Some lines below hold "chair". Pick them out and copy them.

# Excerpted data
----

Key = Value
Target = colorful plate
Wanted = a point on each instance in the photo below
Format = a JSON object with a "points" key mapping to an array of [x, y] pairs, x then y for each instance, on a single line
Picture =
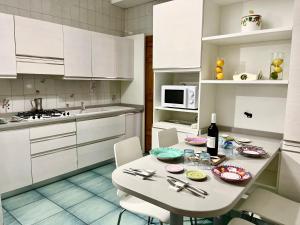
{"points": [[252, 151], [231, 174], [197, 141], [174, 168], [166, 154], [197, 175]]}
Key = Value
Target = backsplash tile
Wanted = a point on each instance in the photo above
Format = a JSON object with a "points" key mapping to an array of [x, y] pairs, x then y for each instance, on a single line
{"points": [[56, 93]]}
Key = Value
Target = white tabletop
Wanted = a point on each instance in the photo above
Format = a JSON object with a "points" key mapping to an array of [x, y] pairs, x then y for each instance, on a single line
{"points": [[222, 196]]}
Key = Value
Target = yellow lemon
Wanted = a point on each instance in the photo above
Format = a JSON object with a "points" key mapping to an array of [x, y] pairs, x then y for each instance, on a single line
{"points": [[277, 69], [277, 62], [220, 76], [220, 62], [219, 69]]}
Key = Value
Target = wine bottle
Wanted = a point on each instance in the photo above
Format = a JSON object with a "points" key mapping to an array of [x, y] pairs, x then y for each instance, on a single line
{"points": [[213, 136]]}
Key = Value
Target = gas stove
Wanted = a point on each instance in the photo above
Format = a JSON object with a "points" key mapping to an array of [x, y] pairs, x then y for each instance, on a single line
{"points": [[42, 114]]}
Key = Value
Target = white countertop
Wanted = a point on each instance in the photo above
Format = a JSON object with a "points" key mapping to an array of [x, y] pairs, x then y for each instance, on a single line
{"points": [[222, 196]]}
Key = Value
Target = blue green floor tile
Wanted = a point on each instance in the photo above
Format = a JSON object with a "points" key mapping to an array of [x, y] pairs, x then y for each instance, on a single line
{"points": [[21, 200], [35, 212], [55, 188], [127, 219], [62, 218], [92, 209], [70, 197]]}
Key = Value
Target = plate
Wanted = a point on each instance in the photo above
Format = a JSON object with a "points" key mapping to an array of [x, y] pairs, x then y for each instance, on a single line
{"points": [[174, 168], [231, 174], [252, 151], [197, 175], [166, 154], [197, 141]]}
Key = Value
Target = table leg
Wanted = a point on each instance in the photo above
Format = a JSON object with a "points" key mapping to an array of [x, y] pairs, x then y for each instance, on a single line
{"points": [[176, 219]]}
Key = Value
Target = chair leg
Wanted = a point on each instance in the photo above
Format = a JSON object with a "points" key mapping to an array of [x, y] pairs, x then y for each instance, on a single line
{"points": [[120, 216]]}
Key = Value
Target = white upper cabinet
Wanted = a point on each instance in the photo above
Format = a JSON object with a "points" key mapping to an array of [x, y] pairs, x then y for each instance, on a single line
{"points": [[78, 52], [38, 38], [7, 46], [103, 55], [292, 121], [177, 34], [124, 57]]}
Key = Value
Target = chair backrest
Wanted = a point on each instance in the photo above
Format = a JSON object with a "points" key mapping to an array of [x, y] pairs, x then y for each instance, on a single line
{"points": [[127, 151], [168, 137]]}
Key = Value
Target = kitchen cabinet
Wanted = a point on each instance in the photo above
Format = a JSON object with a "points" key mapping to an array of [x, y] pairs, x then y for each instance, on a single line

----

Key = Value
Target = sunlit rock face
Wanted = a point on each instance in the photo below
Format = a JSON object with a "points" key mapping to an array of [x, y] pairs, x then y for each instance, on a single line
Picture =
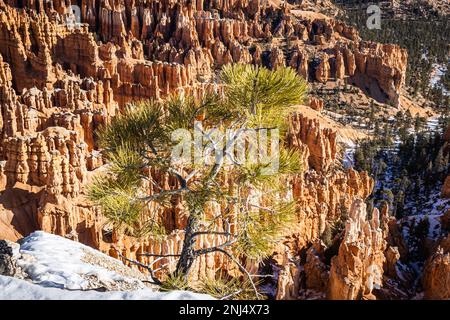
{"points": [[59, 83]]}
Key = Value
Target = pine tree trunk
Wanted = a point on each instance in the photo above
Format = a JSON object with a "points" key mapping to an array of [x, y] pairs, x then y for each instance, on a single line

----

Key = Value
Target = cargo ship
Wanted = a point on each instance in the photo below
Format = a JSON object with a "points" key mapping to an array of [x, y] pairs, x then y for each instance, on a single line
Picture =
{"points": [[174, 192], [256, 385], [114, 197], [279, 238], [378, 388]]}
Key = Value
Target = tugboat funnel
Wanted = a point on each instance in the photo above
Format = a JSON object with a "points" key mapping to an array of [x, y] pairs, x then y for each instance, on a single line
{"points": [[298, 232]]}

----

# Your response
Target = chair leg
Target = chair backrest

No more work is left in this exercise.